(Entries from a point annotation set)
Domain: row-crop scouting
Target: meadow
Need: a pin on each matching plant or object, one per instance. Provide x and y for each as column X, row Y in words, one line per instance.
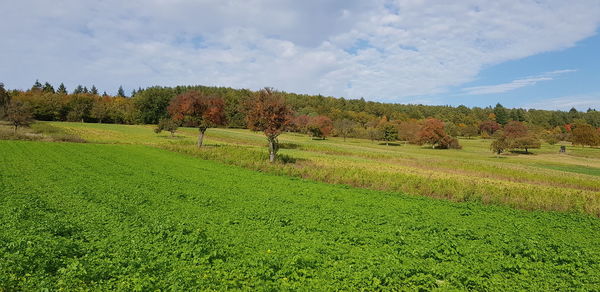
column 122, row 216
column 545, row 180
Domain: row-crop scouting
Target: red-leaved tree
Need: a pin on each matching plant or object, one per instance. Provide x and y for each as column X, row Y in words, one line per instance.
column 267, row 112
column 432, row 132
column 195, row 109
column 320, row 127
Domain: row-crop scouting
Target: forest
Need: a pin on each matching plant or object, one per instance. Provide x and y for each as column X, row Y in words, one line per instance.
column 514, row 129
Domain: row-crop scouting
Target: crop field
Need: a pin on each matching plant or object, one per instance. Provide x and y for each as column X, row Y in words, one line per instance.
column 544, row 180
column 135, row 217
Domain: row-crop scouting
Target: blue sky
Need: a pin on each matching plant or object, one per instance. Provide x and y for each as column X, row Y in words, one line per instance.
column 538, row 53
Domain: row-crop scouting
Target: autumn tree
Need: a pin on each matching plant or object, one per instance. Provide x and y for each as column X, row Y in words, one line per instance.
column 196, row 109
column 300, row 123
column 320, row 127
column 585, row 134
column 432, row 132
column 121, row 92
column 515, row 135
column 408, row 130
column 268, row 112
column 19, row 114
column 389, row 133
column 4, row 100
column 101, row 109
column 166, row 124
column 62, row 89
column 490, row 127
column 344, row 127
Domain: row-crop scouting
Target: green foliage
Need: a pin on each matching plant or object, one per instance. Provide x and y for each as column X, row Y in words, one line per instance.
column 125, row 217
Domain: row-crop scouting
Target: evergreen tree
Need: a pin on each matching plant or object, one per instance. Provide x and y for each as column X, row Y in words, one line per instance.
column 501, row 114
column 48, row 88
column 37, row 85
column 62, row 89
column 121, row 92
column 78, row 89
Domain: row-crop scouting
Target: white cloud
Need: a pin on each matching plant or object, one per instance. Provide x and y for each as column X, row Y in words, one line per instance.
column 382, row 49
column 580, row 102
column 515, row 84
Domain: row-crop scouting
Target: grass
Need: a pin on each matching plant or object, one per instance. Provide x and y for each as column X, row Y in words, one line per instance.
column 133, row 217
column 545, row 180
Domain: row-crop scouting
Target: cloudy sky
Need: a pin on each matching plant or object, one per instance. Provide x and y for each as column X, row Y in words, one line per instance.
column 542, row 54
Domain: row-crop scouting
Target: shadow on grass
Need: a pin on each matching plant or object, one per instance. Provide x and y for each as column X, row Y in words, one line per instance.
column 390, row 144
column 288, row 146
column 522, row 152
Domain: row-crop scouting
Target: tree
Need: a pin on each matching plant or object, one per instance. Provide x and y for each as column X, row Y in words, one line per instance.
column 78, row 90
column 320, row 127
column 585, row 134
column 501, row 114
column 121, row 92
column 489, row 127
column 152, row 103
column 196, row 109
column 267, row 112
column 408, row 131
column 374, row 133
column 526, row 142
column 62, row 89
column 469, row 131
column 344, row 127
column 499, row 145
column 4, row 100
column 166, row 124
column 389, row 133
column 100, row 109
column 48, row 88
column 432, row 132
column 19, row 114
column 515, row 135
column 37, row 86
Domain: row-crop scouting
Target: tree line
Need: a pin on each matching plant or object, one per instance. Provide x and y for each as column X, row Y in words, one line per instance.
column 315, row 115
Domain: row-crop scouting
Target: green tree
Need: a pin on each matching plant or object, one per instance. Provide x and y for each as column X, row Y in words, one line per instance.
column 4, row 100
column 166, row 124
column 121, row 92
column 344, row 127
column 19, row 114
column 62, row 89
column 501, row 114
column 389, row 133
column 48, row 88
column 37, row 86
column 268, row 112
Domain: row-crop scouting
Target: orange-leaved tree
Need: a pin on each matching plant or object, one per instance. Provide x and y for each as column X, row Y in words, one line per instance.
column 320, row 127
column 196, row 109
column 268, row 112
column 432, row 132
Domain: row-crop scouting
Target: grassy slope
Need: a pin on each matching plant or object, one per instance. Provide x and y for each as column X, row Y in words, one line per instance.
column 134, row 217
column 546, row 180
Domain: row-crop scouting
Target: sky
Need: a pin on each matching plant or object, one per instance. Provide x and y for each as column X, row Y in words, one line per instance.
column 531, row 54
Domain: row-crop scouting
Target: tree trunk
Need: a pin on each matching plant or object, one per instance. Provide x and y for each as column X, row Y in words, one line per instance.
column 200, row 136
column 273, row 147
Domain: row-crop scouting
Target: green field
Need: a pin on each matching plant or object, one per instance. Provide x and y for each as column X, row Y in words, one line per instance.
column 134, row 217
column 545, row 180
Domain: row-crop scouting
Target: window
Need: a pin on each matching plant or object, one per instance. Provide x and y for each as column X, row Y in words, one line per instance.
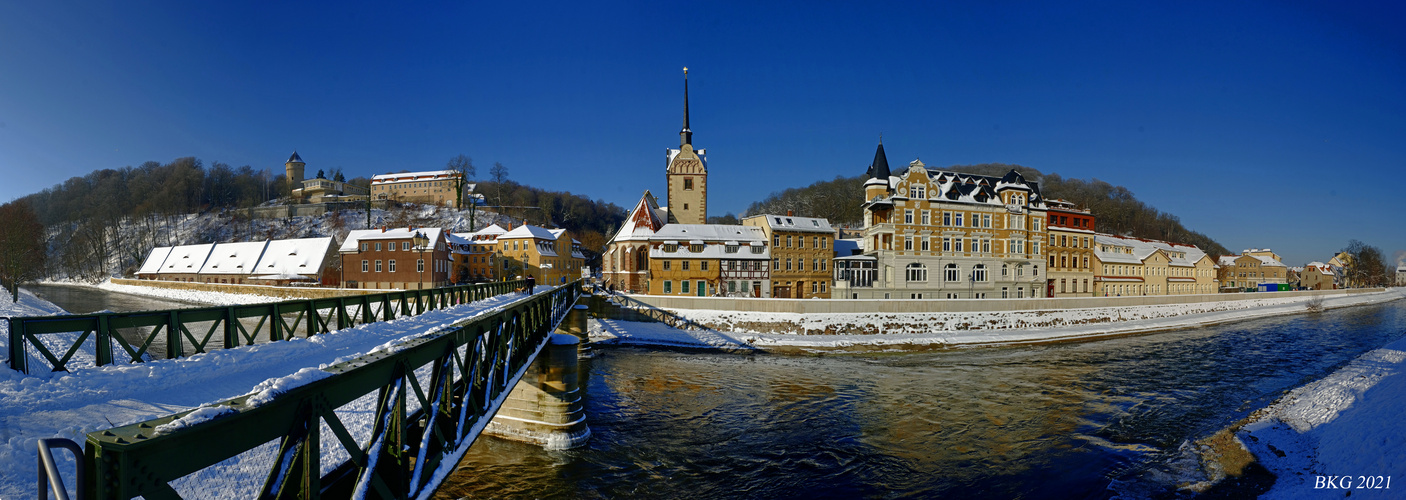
column 916, row 273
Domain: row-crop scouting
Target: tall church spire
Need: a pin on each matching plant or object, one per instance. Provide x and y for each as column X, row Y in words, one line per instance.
column 685, row 135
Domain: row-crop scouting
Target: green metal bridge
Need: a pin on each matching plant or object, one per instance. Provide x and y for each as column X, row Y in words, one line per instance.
column 428, row 399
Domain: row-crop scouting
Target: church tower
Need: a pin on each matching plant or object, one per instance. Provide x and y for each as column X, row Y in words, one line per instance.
column 294, row 170
column 686, row 173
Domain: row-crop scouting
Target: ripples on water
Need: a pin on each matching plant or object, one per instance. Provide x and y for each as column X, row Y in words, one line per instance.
column 1045, row 422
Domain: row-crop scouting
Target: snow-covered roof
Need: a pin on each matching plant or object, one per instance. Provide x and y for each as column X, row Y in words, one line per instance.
column 714, row 238
column 786, row 222
column 391, row 233
column 300, row 256
column 153, row 261
column 529, row 231
column 412, row 176
column 187, row 259
column 234, row 257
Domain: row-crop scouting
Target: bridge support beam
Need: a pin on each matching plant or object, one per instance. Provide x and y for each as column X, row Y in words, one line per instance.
column 547, row 406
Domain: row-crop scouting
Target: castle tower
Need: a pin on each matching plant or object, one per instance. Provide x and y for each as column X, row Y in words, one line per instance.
column 294, row 170
column 686, row 173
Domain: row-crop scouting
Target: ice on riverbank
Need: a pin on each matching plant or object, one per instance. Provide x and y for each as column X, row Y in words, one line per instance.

- [Your task]
What is needed is an exact reproduction of the data, pictures excluded.

- [Solution to the problem]
Domain: row-crop scouting
Target: meadow
Need: a pin on each matching plant or object, one per instance. Provide x and y for each as column X, row Y in words, one line per instance.
column 122, row 216
column 545, row 180
Domain: row-crop scouting
Target: red-leaved tree
Need: a pin on each matching plant or object, one per instance. Provide x and y for each as column X, row Y in words, one line per instance.
column 267, row 112
column 432, row 132
column 195, row 109
column 320, row 127
Domain: row-crop scouting
Target: forest
Need: a pin on each matching plant or object, one per instance. Provide x and y for each as column X, row Y in words, one line per instance.
column 514, row 129
Domain: row-crop scouting
Target: crop field
Need: a pin on each matching plant or object, one per instance. Provide x and y for each as column X, row Y in words, one line per instance.
column 544, row 180
column 135, row 217
Domain: row-crop scouting
Target: blue sky
Need: a pin on each matching plant or object, one per instance. Provide x and y for each as column X, row Y in words, one line per instance.
column 538, row 53
Domain: row-crop scouting
Target: autumn tree
Need: a pin on each matching plant or object, one per instance. Provide x and y for each as column X, row Y in words, one line per instance.
column 196, row 109
column 300, row 123
column 320, row 127
column 585, row 134
column 432, row 132
column 121, row 92
column 515, row 135
column 408, row 130
column 268, row 112
column 19, row 114
column 389, row 133
column 4, row 100
column 101, row 109
column 166, row 124
column 62, row 89
column 490, row 127
column 344, row 127
Domain: row-crop scouting
Target: green foliage
Need: a pin on each matching plant or object, one per instance. Provide x and y for each as column X, row Y in words, one line per instance.
column 125, row 217
Domain: row-crop scouting
Target: evergreen tree
Need: a pin on each matching plant or object, one per instance. Provide x and y for each as column X, row Y in words, one line per instance.
column 501, row 114
column 48, row 88
column 37, row 85
column 62, row 89
column 121, row 92
column 78, row 89
Domain: row-crop scouting
Target: white cloud
Need: a pin on each matching plant or object, one per instance. Provide x and y for each as column X, row Y in words, one line per instance.
column 382, row 49
column 580, row 102
column 515, row 84
Domain: row-crop scouting
Target: grass
Need: a pin on each matching plant or object, one per instance. Provide x and y for each as column X, row Y in words, one line per instance.
column 133, row 217
column 545, row 180
Domain: row-crop scouting
Target: cloudy sky
Need: a pin on each matching plant or object, one per instance. Provide x and y for each as column X, row Y in words, one line per instance.
column 542, row 54
Domain: row-crop scouting
Target: shadow on grass
Need: a pin on each matching plant or object, one per instance. Provide x and y for each as column X, row Y in words, one line per instance.
column 390, row 144
column 288, row 146
column 522, row 152
Domain: row-crop scouting
Target: tree
Need: a pin on each matching plant or object, one per instance. Provide x and y for each as column X, row Y in words, one line per instance.
column 78, row 90
column 320, row 127
column 585, row 134
column 501, row 114
column 121, row 92
column 489, row 127
column 152, row 103
column 196, row 109
column 267, row 112
column 408, row 131
column 374, row 133
column 526, row 142
column 62, row 89
column 469, row 131
column 344, row 127
column 499, row 145
column 4, row 100
column 166, row 124
column 389, row 133
column 100, row 109
column 48, row 88
column 432, row 132
column 19, row 114
column 515, row 135
column 37, row 86
Domain: row-crop scouting
Target: tree line
Need: a pin on each matching plant or object, one per instance. Provide x and y for each as column X, row Y in words, one line per instance.
column 315, row 115
Domain: row-crop scouting
Target: green tree
Need: a pin on each matching plant or object, one per instance. Provide x and y for each as column X, row Y in words, one line per instance.
column 4, row 100
column 166, row 124
column 121, row 92
column 344, row 127
column 19, row 114
column 62, row 89
column 501, row 114
column 389, row 133
column 48, row 88
column 37, row 86
column 268, row 112
Domain: row-crop scouting
Target: orange-leaved tree
Need: a pin on each matching plant or object, one per instance. Provide x and y for each as column X, row Y in words, one line per instance.
column 320, row 127
column 196, row 109
column 268, row 112
column 432, row 132
Domain: row-crop scouting
Target: grassy slope
Need: a pin on each matching plant or object, one per instance. Provide x and y for each as column X, row Y in words, one line per instance.
column 134, row 217
column 546, row 180
Domain: row-crop scouting
Target: sky
Need: a pin on each matching plant or object, one per instance. Provide x and y for each as column X, row Y in words, one line per instance.
column 531, row 54
Domain: row-crop scouting
Target: tree trunk
Need: a pin on each matching plant or object, one per instance. Provide x and y for each as column X, row Y in words, one line per instance.
column 200, row 136
column 273, row 147
Domain: row-crop scouting
Target: green field
Need: a pin on each matching plant or object, one per instance. Provide x and y for each as column X, row Y in words, one line per instance.
column 134, row 217
column 545, row 180
Domain: row-crop scouting
Target: window
Need: a pin on each matching plant or object, one per instance. Provide x and y for each as column X, row Y in words, one line per instance.
column 916, row 273
Domain: row-crop scouting
Target: tall church spire
Need: a pin on each matching plant or object, one per instance. Provide x and y for each as column X, row Y in words, one line per instance.
column 685, row 135
Domain: row-crop scouting
Target: green metal bridge
Need: a pin on each matching plant or object, one per instance. Provide x and y for each as column X, row Y in words, one line per instance.
column 428, row 399
Domain: row-crop scouting
Target: church tower
Need: a pin on each matching plant or object, one per instance. Provide x and y for each as column X, row Y in words, one line per instance.
column 294, row 170
column 686, row 173
Domain: row-crop scouting
Target: ripples on water
Need: a pin on each matching plant or object, one per instance. Provide x and y for each as column X, row Y in words, one line per instance.
column 1045, row 422
Domain: row-crop scouting
Target: snow-covered roof
Need: a pin on each matching plant or object, one per instance. Provide x and y for each as column X, row Y in words, one line per instance.
column 714, row 238
column 786, row 222
column 391, row 233
column 300, row 256
column 153, row 261
column 529, row 231
column 412, row 176
column 187, row 259
column 234, row 257
Domain: row-crop scouting
Target: bridge support beam
Need: a pin on each matching plant or object, one per instance. Provide x and y for each as column X, row Y in words, one line per instance.
column 547, row 406
Domain: row-crop scouting
Target: castle tower
Need: a pin on each matching plant or object, one per instance. Provide x and y for each as column X, row Y in words, one line per instance.
column 294, row 170
column 686, row 173
Domain: row-crop scouting
Target: ice on riverbank
Need: a pin on each matching plant or object, one per instance. Provide x and y for each as column X, row Y in words, one line per instance.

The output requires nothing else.